- Required tasks -
a) Answer these questions using the update on Search Engines and Observatories, one answer per line, each marked like its question.
(i) How many participants took part in the series of interviews?
(ii) How similar does the text say your DNA is to that of a Daffodil?
(iii) Which platform's cultural impact is given as the example under "Celebrity"?
b) Continue the update on Search Engines and Observatories from where it stops.

- Document segment -
From Search to Observation: an update

Background

Often the first question I get asked in this space is WHAT IS an Observatory? – In the fullness of time I have come to believe this is not a particularly engaging or rewarding question. IT technologies can be highly similar across a diverse set of platforms and applications ranging from Apple watches to warehouse management systems.

For example, things which appear to share a moderate level of common building blocks can be radically different in their appearance and function. Whilst is popular to point out that your DNA is 99% similar to that of a chimp – what is less often pointed out is that your DNA is 30% similar to a Daffodil! … and so instead of building blocks, I find myself focussing much more on two other questions:HOW IS an Observatory? and WHY IS an Observatory?

Here the variations of what is done with the Observatory technology and who is applying it for what reasons seem to be much more relevant and, in any case, much more interesting.

With this in mind I have recently revisited an earlier paper called “From Search to Observation” in which I argue that even though Search Engines and Observatories share many common architectural elements (databases, API’s, graphics/analytics etc etc ) that the essence of what they are trying to do is NOT identical.

I initially identified more than a dozen processes that seemed to emerge from an analysis of the literature and the wider  dialogue in this space and published these for community feedback – not much dissent so far.

More recently I expanded this analysis on the back of a series of interviews with more than 50 participants and the resulting process list more than tripled what we had seen – particularly as I started to distinguish between input/output factors and internal processes.

An updated paper has been prepared but is not yet published and given the restrictions on page count a list of more 60 factors could not easily be reproduced and so I have included these here for this who wish to comment, refute or discuss the existence or classification of these factors/processes.

Overview

Brief Process and Factor definitions

Celebrity

Describes the existance of wide-spread recognition of a theme, person/group, resource/tool or other entity which sets expectations around priority, importance and inclusion of the said entity.

e.g. there may no evidence to support the idea that Tweets are particularly more accurate, enlightening or relevant that micro-posts from any other source and yet the immense cultural impact Twitter has had almost certainly skews expectations of its inclusion in analysis and consideration.

Cost

Impact of the cost of usage/operation of WO systems and tying into later emergent Cost-Benefit assessment.

Corporate Structure

Which may affect how/where organisations (not only commercial organisations) are able to participate in terms of authority, jurisdiction, charter, stakeholder impact.

Community

The aspect of connecting to existing groups or creation of new groups via the use of WO – especially where available data/tools align with the objectives and interests of a community.

Convenience

Technical barriers to entry/participation vs simpler user experience are naturally likely to impact the quantity and quality of particpation in WO systems.

- Data for review -

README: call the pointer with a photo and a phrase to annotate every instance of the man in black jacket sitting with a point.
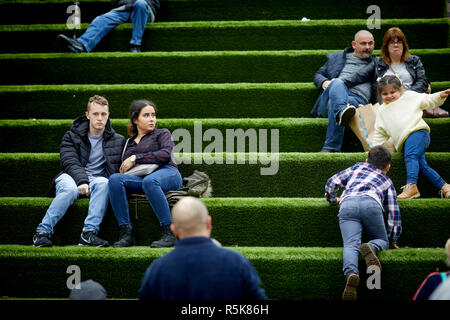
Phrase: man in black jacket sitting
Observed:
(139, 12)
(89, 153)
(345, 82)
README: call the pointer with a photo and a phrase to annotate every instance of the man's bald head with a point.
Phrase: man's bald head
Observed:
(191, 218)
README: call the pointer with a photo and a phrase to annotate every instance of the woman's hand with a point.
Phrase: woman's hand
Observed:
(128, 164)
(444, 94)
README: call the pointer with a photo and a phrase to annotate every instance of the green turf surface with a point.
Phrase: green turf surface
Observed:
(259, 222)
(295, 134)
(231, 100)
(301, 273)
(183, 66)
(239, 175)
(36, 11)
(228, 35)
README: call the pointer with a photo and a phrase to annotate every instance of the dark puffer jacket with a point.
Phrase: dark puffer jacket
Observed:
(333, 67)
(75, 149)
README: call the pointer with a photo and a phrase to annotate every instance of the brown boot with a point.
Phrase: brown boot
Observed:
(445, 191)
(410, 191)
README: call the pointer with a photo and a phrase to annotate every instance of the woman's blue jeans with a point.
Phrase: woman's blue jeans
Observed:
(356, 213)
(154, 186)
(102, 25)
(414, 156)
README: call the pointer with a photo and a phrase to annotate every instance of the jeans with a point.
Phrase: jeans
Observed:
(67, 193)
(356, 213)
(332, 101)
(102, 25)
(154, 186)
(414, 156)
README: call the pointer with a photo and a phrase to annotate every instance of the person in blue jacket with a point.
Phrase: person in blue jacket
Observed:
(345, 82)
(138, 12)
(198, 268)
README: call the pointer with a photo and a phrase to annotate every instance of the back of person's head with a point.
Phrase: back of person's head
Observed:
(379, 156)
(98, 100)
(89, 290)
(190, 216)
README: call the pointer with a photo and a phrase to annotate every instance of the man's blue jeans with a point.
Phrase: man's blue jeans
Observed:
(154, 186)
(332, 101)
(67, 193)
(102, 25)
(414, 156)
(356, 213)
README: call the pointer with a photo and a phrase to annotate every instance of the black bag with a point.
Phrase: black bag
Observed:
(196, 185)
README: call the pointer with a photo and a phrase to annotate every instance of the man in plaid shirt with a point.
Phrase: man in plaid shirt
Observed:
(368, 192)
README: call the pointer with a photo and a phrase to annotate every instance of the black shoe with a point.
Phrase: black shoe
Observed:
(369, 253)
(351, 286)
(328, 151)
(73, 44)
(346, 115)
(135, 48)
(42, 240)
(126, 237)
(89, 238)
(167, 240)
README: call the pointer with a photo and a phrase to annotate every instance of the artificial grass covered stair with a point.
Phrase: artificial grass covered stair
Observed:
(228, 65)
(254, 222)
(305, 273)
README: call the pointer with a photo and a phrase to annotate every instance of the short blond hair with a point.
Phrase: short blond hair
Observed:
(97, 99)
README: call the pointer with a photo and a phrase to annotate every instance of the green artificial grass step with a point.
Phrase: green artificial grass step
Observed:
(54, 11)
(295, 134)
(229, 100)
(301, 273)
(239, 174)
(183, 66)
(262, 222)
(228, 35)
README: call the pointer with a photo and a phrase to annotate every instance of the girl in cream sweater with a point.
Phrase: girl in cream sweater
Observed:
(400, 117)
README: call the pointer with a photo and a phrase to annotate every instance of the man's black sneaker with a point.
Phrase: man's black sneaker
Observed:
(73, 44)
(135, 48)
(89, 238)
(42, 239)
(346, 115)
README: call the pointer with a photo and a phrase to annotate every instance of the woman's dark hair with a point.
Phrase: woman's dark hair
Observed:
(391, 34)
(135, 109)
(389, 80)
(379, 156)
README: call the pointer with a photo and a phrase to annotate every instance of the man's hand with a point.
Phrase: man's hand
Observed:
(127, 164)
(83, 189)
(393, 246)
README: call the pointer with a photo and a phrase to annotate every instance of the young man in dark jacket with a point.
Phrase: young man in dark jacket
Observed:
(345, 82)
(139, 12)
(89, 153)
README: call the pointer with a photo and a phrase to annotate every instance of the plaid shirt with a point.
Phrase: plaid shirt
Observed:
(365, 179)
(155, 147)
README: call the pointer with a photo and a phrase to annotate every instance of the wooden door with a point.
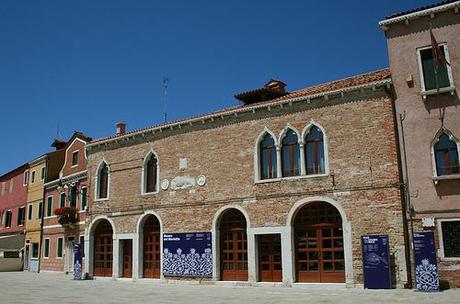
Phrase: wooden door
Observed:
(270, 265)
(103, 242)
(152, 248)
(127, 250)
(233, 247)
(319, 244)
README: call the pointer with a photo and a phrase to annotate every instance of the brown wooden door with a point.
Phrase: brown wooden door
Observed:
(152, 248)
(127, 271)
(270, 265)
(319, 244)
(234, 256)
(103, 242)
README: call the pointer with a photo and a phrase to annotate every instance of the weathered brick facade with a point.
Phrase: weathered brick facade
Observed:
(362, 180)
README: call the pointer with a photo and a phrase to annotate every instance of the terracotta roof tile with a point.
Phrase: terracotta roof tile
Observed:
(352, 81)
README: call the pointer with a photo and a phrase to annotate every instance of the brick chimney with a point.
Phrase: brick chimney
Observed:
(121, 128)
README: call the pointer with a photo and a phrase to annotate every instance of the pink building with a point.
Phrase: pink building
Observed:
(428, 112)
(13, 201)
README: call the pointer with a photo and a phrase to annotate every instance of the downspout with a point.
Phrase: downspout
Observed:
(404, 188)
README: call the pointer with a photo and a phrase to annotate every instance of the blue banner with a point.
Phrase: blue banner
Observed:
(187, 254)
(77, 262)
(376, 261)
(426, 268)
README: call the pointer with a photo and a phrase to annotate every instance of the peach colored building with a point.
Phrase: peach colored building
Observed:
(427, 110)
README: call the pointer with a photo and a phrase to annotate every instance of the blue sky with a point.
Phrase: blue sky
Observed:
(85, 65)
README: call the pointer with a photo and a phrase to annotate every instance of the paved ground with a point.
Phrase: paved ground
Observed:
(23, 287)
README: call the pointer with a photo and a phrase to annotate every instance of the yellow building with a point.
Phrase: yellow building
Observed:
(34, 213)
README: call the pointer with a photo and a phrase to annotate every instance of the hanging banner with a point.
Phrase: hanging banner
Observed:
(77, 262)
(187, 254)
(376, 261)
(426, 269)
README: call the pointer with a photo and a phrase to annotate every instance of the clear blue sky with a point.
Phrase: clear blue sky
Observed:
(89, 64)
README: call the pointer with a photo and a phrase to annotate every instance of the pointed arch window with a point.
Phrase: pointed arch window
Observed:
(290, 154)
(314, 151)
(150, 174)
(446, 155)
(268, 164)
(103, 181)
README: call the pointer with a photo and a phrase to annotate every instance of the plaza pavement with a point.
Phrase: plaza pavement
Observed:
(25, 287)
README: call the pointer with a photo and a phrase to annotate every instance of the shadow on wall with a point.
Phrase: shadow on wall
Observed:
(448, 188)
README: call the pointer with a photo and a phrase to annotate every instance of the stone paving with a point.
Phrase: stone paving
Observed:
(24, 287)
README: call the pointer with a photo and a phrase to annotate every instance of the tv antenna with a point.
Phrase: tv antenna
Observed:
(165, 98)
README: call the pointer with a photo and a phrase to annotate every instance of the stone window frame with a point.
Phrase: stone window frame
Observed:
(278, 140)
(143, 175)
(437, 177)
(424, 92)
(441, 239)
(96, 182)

- Responses to the exercise -
a)
(i) More than 50
(ii) 30%
(iii) Twitter

b)
Collegiality

Describes the ambient level of interaction that draws homogenous and heterogenous groups together.

Commercial interests

Describes the existing tendencies around market-share, intellectual property and control which may affect what users are prepared to share and under which conditions,

Collection

Describes the process of collecting data/metadata about the WO interaction which might comprise information on the data, the data-source etc

Consign (data to WO)

Describes the process of depositing/linking a data set or tool to the WO

Conspicuous collection

Deals with the impact of making explicit that data is being collected and, potentially, publishing the data or analysis of the data such that previous behaviour may be affected by the disclosure.

Conflict (+ confict resolution)

Describes the process of resolution regarding some asserted fact in the WO (ownership, value, usage, permission etc)

Communication

In contrast to a single request/response from a known search engine the process of observation may be characterised as one or more communication processes across several repositories starting with discovery of sources, the disclosure of metadata, the negotiating/establish of technical data exchange and the grant (either manual/technical) of licenses

Canonical Sources

Where more than one repository offers the same or overlapping datasets there will be the requirement to establish a de facto or canonical source.

Clarification

Clarification is a multi-step process to ascertain values through supplementary enquiry. This may apply to questions of provenance, usage or cost.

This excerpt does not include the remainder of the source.